** Start Supplied data **

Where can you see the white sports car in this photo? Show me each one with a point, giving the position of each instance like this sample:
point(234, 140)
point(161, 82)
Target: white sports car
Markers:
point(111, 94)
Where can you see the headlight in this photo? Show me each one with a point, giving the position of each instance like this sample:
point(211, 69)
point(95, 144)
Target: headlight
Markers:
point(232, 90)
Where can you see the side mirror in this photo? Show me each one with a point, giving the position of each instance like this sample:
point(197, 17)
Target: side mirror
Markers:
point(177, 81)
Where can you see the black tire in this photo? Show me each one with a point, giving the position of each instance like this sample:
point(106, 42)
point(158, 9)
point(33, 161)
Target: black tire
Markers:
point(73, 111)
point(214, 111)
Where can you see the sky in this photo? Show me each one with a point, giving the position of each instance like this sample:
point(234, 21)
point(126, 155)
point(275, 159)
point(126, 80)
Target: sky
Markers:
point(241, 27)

** End Supplied data **

Rescale the records by copying every line, requests included, with each coordinate in the marker points multiplied by 0.45 and rounded to a whole number, halves rounded up. Leave the sample points inside the requests unchanged.

(Correct answer):
Where can you see the white sports car in this photo? Show me each one with a point, giving the position of each instance like this sample:
point(234, 140)
point(161, 82)
Target: white sports car
Markers:
point(50, 42)
Where can you see the headlight in this photo? Show me each one with a point, giving the position of each instance like this sample:
point(211, 69)
point(95, 144)
Target: headlight
Markers:
point(104, 41)
Where can you see the side mirror in this photo? Show me each one with a point, giving the position of each instance like this sample:
point(197, 17)
Target: side mirror
Markers:
point(80, 36)
Where can you see the black tire in this photo? Show me each one with a point, giving the position of each instance like this sample:
point(106, 42)
point(158, 9)
point(33, 161)
Target: black tire
Markers:
point(33, 50)
point(96, 50)
Where can you see the sky in this photo? Show me each one with a point, giving the position of each instance like this sample:
point(234, 21)
point(126, 155)
point(275, 159)
point(126, 80)
Target: sky
Markers:
point(108, 12)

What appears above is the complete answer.